── DOCUMENT ──

4. You will need to encode the words into integers to be able to pass them to the model, you will also need to keep track of the vocabulary. For this purpose, you can also write your own Python code or use an out-of-the-box module such as `torchtext.data.vocab` (see example in the data loading notebook). You can include this part in your Dataset class if you like.

5. You will most probalby need to use an embedding layer as input to the model, it will then take the sequence of integers and return numeric vectors representing each word. Please consider using pre-trained embeddings, there are multiple ways how to load these into your newly-created Embedding layer, `torchtext` also provides some easy ways to do that.

6. With Embeddings, you will have two options:
    - train your own embeddings on the task, either by starting from random weights or after loading pre-trained embeddings (this will take more time and probably need Colab or GPU)
    - or freeze the pre-trained embeddings and train the rest of the network (make sure the embedding layer is frozen, `requires_grad` is set to `False`.

7. Note that you will need to encode the questions as integers based on the vocabulary you are using. This sequence of integers will be fed as input to the model (embeddings lookup, then the following layers).

8. Take care that the model have two inputs (two sentences in parallel). This should be done in your implementation of the `def forward(self, question1, qustion2)` in your custom model class.

9. Since you need to feed both question to your model, in the `forward` you will have to let each question go through a couple of layers to get a representation for each question. Then, you will have to combine the two representations in any way you see possible (e.g. multiply them, subtract them, concatenate them). Finally, with this final representation, you will have to let it go through a couple of layers (mostly fully-connected layers) and then predict the outcome (2 classes).

10. This is generally a binary classification problem, you can use a classification loss to train your model. There are more advanced loss functions that are related to Siamese Networks (which is this architecture since it has multiple parallel inputs), feel free to use or explore them.

───
── MATERIAL ──

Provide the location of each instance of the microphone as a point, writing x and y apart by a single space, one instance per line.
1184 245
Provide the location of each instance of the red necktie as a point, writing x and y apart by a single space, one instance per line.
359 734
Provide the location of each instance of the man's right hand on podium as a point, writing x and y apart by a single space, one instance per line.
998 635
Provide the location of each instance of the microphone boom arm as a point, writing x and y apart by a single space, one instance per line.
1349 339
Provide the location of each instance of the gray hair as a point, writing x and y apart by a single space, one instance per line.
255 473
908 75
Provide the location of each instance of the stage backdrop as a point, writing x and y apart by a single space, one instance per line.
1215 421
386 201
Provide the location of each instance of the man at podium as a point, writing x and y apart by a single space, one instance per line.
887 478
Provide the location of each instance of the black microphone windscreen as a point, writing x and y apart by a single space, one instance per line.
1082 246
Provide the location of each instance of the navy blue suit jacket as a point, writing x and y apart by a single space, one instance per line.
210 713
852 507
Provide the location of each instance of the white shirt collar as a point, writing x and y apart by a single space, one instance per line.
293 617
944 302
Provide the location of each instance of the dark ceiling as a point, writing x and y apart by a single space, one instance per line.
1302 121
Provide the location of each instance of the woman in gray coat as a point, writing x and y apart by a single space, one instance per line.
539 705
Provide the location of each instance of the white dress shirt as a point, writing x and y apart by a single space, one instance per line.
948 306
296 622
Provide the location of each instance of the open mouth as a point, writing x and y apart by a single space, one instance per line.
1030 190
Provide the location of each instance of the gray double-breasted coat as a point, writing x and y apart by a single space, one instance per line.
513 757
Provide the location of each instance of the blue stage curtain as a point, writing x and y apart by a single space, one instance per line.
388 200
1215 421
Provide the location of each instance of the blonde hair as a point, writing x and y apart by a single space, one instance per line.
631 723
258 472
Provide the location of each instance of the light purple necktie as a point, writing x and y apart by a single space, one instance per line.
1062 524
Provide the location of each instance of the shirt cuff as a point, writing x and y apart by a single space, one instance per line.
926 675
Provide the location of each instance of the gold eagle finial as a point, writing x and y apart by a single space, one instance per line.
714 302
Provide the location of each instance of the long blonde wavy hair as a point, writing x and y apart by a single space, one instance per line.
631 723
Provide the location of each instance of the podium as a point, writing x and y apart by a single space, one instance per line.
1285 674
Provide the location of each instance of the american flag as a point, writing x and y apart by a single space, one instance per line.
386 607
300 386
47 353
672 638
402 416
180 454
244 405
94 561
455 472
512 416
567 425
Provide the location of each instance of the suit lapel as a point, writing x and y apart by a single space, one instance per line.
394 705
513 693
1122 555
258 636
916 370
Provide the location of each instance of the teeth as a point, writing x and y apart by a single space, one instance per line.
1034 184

───

Answer these questions about the model-building steps:
(a) Which out-of-the-box module is suggested for encoding words and tracking the vocabulary?
(b) What must `requires_grad` be set to when the pre-trained embeddings are frozen?
(c) How many classes does the model predict?
The items have no connection to the model-building steps.

(a) `torchtext.data.vocab`
(b) `False`
(c) 2